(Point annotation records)
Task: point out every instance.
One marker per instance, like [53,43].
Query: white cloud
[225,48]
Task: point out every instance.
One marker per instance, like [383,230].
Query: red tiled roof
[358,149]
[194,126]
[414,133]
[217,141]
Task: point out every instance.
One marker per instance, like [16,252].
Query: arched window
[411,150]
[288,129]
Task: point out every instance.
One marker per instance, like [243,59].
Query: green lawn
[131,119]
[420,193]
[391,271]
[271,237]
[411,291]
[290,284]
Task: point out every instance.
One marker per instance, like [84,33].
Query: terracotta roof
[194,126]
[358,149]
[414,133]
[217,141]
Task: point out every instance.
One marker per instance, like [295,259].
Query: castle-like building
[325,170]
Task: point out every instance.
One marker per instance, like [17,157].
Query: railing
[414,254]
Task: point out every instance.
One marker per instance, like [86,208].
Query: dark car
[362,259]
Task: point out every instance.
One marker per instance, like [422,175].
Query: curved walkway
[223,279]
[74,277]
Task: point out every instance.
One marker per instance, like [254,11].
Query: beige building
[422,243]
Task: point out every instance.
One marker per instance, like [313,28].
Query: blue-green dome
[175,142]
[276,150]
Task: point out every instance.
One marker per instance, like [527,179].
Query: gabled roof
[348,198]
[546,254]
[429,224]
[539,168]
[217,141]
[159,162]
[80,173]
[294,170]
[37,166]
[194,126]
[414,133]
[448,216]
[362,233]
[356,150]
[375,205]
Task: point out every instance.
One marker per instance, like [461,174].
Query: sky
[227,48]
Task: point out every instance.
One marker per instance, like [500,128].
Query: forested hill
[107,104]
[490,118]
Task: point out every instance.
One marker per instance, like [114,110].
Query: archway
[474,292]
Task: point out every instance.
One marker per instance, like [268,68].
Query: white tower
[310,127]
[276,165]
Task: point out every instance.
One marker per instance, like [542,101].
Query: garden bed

__The task__: Please list every line above that contains the word "white". Case counts.

__Output for this exercise__:
Query: white cloud
Query: white tower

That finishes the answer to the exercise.